[What is required]:
Carry on the news article about housekeeping in the hospitality sector, picking up right after its last sentence.

──────── Excerpt to read

Housekeeping could ‘make or break’ hospitality sector, says WDA expert

Hospitality sector players have been urged to improve housekeeping because it is vital to enhance service delivery and attract more visitors.
Umubyeyi prepares for a housekeeping practical test at the training. / Donata Kiiza
Umubyeyi prepares for a housekeeping practical test at the training. / Donata Kiiza

Hospitality sector players have been urged to improve housekeeping because it is vital to enhance service delivery and attract more visitors.

Maria Bernadette M. Ramos, a senior training of trainers (ToT) expert at Workforce Development Authority (WDA), said most hotel owners and housekeepers still have the misconception that housekeeping is just about laying beds. This, she added, has left many sector players with dwindling guest numbers due to unattractive services that result from poor housekeeping.

Ramos was speaking during the closing ceremony of a five-day training of trainers’ workshop on housekeeping skills at IPRC West, Karongi District.

────────────────
──────── Record extracts

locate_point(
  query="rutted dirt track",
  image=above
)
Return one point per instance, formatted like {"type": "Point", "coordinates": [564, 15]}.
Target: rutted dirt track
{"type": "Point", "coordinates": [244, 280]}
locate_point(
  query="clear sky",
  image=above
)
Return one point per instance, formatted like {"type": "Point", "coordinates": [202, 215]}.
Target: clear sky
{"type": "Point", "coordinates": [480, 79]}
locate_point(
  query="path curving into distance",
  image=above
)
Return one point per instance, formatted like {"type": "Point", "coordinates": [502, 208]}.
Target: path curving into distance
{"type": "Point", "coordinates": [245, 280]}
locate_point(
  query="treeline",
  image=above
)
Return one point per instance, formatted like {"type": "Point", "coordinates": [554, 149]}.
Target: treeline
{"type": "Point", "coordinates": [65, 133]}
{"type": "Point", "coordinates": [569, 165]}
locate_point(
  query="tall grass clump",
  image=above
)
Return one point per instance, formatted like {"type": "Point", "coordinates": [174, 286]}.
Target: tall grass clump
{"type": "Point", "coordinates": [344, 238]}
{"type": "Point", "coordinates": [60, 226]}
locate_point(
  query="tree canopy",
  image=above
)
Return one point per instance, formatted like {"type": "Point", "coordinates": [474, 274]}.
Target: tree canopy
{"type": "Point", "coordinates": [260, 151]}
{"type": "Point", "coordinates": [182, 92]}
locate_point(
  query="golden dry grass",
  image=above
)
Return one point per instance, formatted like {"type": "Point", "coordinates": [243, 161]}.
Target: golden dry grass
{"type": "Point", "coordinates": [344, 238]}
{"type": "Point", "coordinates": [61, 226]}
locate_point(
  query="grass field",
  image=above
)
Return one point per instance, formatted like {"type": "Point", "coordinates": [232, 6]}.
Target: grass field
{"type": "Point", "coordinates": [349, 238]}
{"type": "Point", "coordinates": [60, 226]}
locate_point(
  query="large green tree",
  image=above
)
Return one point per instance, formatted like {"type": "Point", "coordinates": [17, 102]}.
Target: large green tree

────────────────

[Result for this exercise]:
The training attracted 19 housekeepers, hotel owners and technical and vocational education and training (TVET) trainers in the tourism industry from the Kivu belt region. It was organised by WDA in partnership with Germany Development Co-operation (GIZ).

The participants were equipped with skills on time management, hygiene and room preparation, among others. Later, they sat a practical examination in housekeeping, and the successful ones will be awarded certificates of competence by WDA.

Ramos said the training was aimed at improving hands-on skills of housekeepers, hotel managers and ToTs. She added that the trainees are expected to pass-on the skills to ensure quality service in the sector and thus increased stay of guests, as well as attracting more local, regional and international tourists.

“We conducted a survey among different hotels, where we asked respondents on the specific areas they would like us to train them and help improve services; most of the sector players mentioned housekeeping,” said Ramos. So, we equipped the participants with skills in room preparation because this is important to encourage visitors to stay long as an appealing room makes customers feel at home, she added.

Speaking at the event, IPRC West principal Fredrick Mutangana said improving workers’ skills is essential to increase service delivery, particularly in housekeeping, in hospitality industry. He added that creativity in, say laying beds, creates a comfortable and welcoming atmosphere for a customer.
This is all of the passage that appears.